= Consigne de l'exercice =
Recopiez à l'identique, s'il vous plaît, la partie du texte sur le véritable comte Dracula qui s'ouvre sur les mots contenant « Qui était le » et se termine par « qui est traité. ».

= Passage fourni =
========================================
Qui était le véritable comte Dracula ?

Depuis la fin du XIXème siècle et la parution du roman de Bram Stoker Dracula, le mythe du vampire s’est installé dans l’imaginaire populaire. La figure et le nom d’un ancien et cruel chef de guerre des Balkans reviennent hanter les esprits : le prince Vlad Dracul.
La mort et le sang jouent un rôle primordial dans l’imagination des hommes, aussi ne faut-il pas s’étonner du formidable succès rencontré par le thème du vampire, mort-vivant qui existe éternellement en suçant le sang de ses victimes. A travers l’horrible créature, c’est aussi le rêve, même frelaté, d’une existence infinie qui est traité.

Dracula, une fiction …

Dracula relate l’affrontement dramatique entre un groupe de personnes, menées par le professeur Van Helsing, médecin versé dans les sciences occultes, et l’impitoyable vampire transylvanien, le comte Dracula.
La tradition vampirique est déjà solidement établie lorsque le roman est publié en 1897 : Byron, Giovanni, Polidori, à l’époque romantique, ont évoqué ces morts qui quittent leur linceul pour tourmenter les vivants. Mais l’origine des vampires remonte à bien plus loin : aux harpies de l’Antiquité connues pour enlever des hommes qui ne reparaissent plus, aux monstres assoiffés de sang des légendes médiévales russes, allemandes ou roumaines. La nouveauté du roman de Stoker réside dans son aspect sexuel, dans ses appétits sadiques tout autant que morbides. Elle se trouve aussi dans un certain nombre de procédés que l’auteur, féru de magie, imagine pour écarter les vampires : l’utilisation de l’ail ou de la croix, et le fait que les vampires puissent pénétrer dans une maison sans y avoir été invités, inventions maintes fois reprises par la suite dans la littérature et au cinéma.
========================================
= Extrait de données =
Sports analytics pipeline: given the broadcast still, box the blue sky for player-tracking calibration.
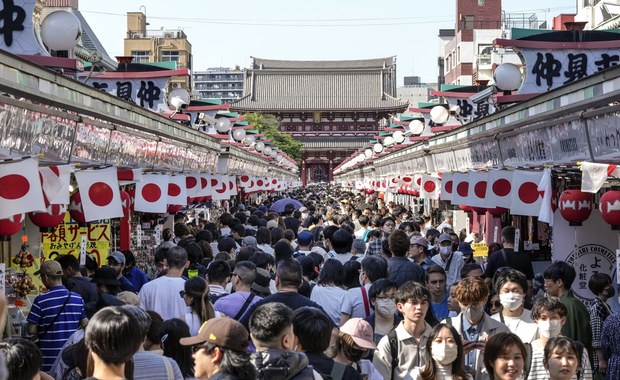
[80,0,576,85]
========================================
= Réponse finale =
Qui était le véritable comte Dracula ?

Depuis la fin du XIXème siècle et la parution du roman de Bram Stoker Dracula, le mythe du vampire s’est installé dans l’imaginaire populaire. La figure et le nom d’un ancien et cruel chef de guerre des Balkans reviennent hanter les esprits : le prince Vlad Dracul.
La mort et le sang jouent un rôle primordial dans l’imagination des hommes, aussi ne faut-il pas s’étonner du formidable succès rencontré par le thème du vampire, mort-vivant qui existe éternellement en suçant le sang de ses victimes. A travers l’horrible créature, c’est aussi le rêve, même frelaté, d’une existence infinie qui est traité.